* Begin SELECTED PASSAGE *

I put it to the noble Lord, Lord Strathclyde, that enacting that legislation would provide the foundation for your Lordships’ House to start talking about a scheme of retirement. I detect a growing consensus among Members of your Lordships’ House about the need to work together to see whether we can come up with a sensible approach to the size of the House, the representation of the different parties and the Cross Benches, and schemes of retirement. It would be all too easy for the Government to say, “We are not going to do that in the absence of substantive reform”—and I acknowledge that Governments of different colours have said that in the past—but the fact is that, realistically, substantive reform is now some years away. The argument for looking at issues to do with size and the way we proceed, therefore, becomes ever more persuasive. If the Leader were able to respond constructively to the comments made by noble Lords today, he would find enormous support for the work that he could do. I strongly urge him to consider setting up a Leader’s Group to take any work forward.

My Lords, I am bound to say that I, too, am grateful to the noble Lord, Lord Filkin, and to other Members on the Labour Back Benches, for giving us this platform for today’s debate, and to all noble Lords who have taken the time to contribute. I am rather a fan of these debates with four-minute speeches. They work extremely effectively; we get a lot of Peers in and it concentrates the mind. I have the luxury of having a little bit more time, which I shall use.

* End SELECTED PASSAGE *
* Begin COLLECTED DATA *

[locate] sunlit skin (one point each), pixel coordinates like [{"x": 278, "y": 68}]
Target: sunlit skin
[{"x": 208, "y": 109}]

* End COLLECTED DATA *

» JOB 1
In the House of Lords debate excerpt, why does the first speaker say the argument for looking at the size of the House has become more persuasive? Answer in one to three sentences.
» JOB 2
Carry on the House of Lords debate excerpt from the point where it stops.

» OUTPUT 1
The speaker says that substantive reform is now realistically some years away. Because of that, the argument for dealing with the size of the House and how it proceeds becomes ever more persuasive.

» OUTPUT 2
Perhaps the most consistent theme running through successive debates in this House on the Government’s proposals for reform has been our reputation as a revising Chamber, a reputation that Members on all sides take great pride in—and it is right that we should. Just over half of the Back-Benchers who have spoken today have had experience in the House of Commons as MPs. I make no particular point about that except to say that we should always remember that this House is very different from the House of Commons. Because the Executive have such an overwhelming and overpowering majority in the House of Commons, and can therefore do virtually what they like, they need the power of the Speaker to help to control that, and to give the voice of the Back Benches. The Executive in this House have no majority. We have a powerful Opposition, and the purpose of the usual channels—although everybody has poked fun at them—is to represent the interests of the whole House. In the end, the House can overturn decisions of the usual channels, although I hope that it will not do so.

I discovered to my horror, while sitting here musing away, that I have been a member of the Procedure Committee for 20 years. You get less for murder. It is an extraordinary thing. But like the noble Baroness, Lady McIntosh, I am greatly encouraged by the tone of the debate. I did not agree with everything that every Peer said, but I found something to agree with in bits of what every Peer said. We do our job very effectively in this House, through our committees, including the committees that sit off the Floor of the House, through the reports that we make, and by the standing and reputation of individual Members of this House.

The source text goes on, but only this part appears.